Validation of the eDNA survey method has usually been against other survey methods, using direct or indirect observations25,26. However, all survey methods suffer from imperfect detection: the target organism—or its DNA—may be present but not be detected (false negative error), or the target may be detected when it is in fact absent, a misidentification (false positive error)5,27. With surveys relying on direct observation of a species, there is only one stage where the error may occur. On the other hand, in eDNA surveys errors may occur at two levels—sample collection in the field (Stage 1) and sample analysis in the laboratory (Stage 2)7. Figure 1 shows a schematic representation of true and false results at both stages. The probabilities of false positive and negative errors and the probability of site occupancy may also be influenced by a variety of covariates that relate to environmental conditions, which could act at either Stage 1 or Stage 25.

Occupancy models28,29,30 have been used extensively to model data collected by direct observation of the target species. More recently, multi-scale occupancy models, which account for the two stages of eDNA surveys, have also been proposed and implemented in R. Two examples are the EDNAOCCUPANCY R package31 and the msocc package18, with the latter implementing more efficient inference than the former, in a Bayesian framework using a Markov chain Monte Carlo (MCMC) method of sampling from a probability distribution. The msocc package by Stratton et al.18 also provides a web-based application to allow analysis via a user-friendly interface. These conventional occupancy models only account for the probability of a false negative observation error at the two eDNA survey stages. However, it is known that false positive errors are non-negligible in eDNA surveys5,7,19. For example, contamination of samples, misclassification of DNA sequences or poor specificity within the PCR process may all result in false positive detections. Guillera-Arroita et al.32 were the first to propose a model that accounts for both false negative and false positive observation error in the two stages of eDNA surveys. As is the case with similar models, (e.g. Royle and Link27) the model is only locally identifiable with eDNA data alone33. However, this limitation can be overcome via calibration from unambiguous survey methods or calibration experiments to identify core modelling parameters, both non-trivial exercises, or introducing informative prior distributions19,32,34. In addition, Guillera-Arroita et al.32 assumed that the probability of site occupancy as well as the probabilities of observation error are the same across all sites, an assumption that may not apply in all studies.

To circumvent these issues, Griffin et al.16 extended the Guillera-Arroita et al.32 model by considering a Bayesian approach and using informative prior distributions, to overcome identifiability issues and to allow for the estimation of occupancy and error at both field and laboratory stages to be functions of site covariates. The model can consider opportunistic confirmed presence–only data, but—unlike other modelling approaches—does not rely on it. We clarify here that, as is the case with conventional occupancy models, replication at the sample stage and analysis stage is necessary for all model parameters to be estimable. When there is no replication, for example when only a single sample has been collected from each site, then using opportunistic presence-only data, which are often easily obtainable, or modelling the probability of occupancy as a function of site covariates, helps overcome identifiability issues. These new models offer a unique opportunity to define levels of confidence in the results from eDNA data sets and to examine the effect of covariates on occupancy and detection at all stages of the analysis. An R shiny App has been created for the Griffin et al.16 model as presented in Diana et al.34, to provide a user-friendly application for the analysis of eDNA data for occupancy and error. The Diana et al.34 app implements an efficient MCMC algorithm for fitting the Griffin et al.16 model and for performing efficient Bayesian variable selection to identify important predictors of the probability of occupancy and the probabilities of observation error in both stages.

*Exercise details*: Say whether each of the following statements agrees with the excerpt on eDNA occupancy modeling, answering yes or no and quoting the words of the excerpt that decide it. (a) Conventional occupancy models account for false positive errors at both eDNA survey stages. (b) The Griffin et al. model relies on opportunistic confirmed presence-only data. (c) In eDNA surveys, errors may occur both in the field and in the laboratory.

*Given data*:
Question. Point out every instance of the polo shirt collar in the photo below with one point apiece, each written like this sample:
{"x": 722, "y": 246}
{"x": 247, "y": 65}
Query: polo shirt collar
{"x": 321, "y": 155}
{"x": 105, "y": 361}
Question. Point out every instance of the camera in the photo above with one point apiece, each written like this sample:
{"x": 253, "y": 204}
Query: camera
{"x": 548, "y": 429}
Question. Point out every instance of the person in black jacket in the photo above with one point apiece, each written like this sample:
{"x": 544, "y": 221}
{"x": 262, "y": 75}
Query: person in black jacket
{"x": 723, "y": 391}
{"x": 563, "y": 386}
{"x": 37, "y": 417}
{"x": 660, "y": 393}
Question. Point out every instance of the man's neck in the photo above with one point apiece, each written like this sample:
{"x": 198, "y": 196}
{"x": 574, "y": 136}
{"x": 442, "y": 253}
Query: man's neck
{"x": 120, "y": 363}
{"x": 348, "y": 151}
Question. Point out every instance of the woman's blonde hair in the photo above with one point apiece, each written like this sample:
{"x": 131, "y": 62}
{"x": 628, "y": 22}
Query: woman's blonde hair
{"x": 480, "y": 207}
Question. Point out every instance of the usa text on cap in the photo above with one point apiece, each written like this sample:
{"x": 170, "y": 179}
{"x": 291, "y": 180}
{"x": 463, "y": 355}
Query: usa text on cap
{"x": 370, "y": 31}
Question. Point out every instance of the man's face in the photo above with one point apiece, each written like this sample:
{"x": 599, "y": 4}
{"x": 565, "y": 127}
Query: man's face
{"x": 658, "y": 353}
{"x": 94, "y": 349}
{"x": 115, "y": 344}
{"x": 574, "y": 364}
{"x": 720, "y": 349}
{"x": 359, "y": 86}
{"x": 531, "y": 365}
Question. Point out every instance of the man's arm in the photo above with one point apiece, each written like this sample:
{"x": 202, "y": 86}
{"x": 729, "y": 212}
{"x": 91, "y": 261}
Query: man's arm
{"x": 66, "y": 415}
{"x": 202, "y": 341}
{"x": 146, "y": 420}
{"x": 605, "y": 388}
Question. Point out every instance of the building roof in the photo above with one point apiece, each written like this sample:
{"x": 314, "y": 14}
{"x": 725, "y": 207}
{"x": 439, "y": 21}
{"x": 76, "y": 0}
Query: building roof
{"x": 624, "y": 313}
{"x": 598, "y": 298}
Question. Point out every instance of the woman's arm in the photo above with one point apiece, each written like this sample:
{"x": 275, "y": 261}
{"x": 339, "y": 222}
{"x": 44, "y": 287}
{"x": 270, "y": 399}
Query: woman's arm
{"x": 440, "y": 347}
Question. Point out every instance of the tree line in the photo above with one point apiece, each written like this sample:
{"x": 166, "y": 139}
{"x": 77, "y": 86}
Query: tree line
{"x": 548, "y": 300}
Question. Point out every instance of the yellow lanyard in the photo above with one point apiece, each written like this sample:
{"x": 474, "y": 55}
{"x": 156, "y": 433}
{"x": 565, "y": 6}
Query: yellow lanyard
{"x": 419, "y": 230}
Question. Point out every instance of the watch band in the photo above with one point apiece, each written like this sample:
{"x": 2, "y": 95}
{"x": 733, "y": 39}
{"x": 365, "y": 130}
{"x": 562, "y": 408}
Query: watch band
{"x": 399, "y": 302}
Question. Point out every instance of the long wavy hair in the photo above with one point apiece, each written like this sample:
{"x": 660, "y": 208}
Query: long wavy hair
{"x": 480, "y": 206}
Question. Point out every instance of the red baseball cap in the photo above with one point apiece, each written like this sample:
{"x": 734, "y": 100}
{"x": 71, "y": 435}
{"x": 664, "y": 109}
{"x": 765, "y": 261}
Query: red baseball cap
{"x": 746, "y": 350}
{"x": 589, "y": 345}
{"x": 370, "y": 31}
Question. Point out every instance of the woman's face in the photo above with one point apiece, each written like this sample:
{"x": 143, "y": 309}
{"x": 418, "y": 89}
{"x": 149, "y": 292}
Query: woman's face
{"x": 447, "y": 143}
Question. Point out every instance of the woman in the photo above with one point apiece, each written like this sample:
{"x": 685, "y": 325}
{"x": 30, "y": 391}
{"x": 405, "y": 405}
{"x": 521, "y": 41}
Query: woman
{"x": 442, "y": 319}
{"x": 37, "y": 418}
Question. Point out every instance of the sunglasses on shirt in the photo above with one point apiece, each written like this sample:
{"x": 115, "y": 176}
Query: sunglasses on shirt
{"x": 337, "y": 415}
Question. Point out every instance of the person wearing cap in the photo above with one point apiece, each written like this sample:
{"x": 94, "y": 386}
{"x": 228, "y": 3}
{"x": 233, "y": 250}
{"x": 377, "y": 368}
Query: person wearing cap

*Written response*:
(a) No: "These conventional occupancy models only account for the probability of a false negative observation error at the two eDNA survey stages."
(b) No: "The model can consider opportunistic confirmed presence–only data, but—unlike other modelling approaches—does not rely on it."
(c) Yes: "in eDNA surveys errors may occur at two levels—sample collection in the field (Stage 1) and sample analysis in the laboratory (Stage 2)"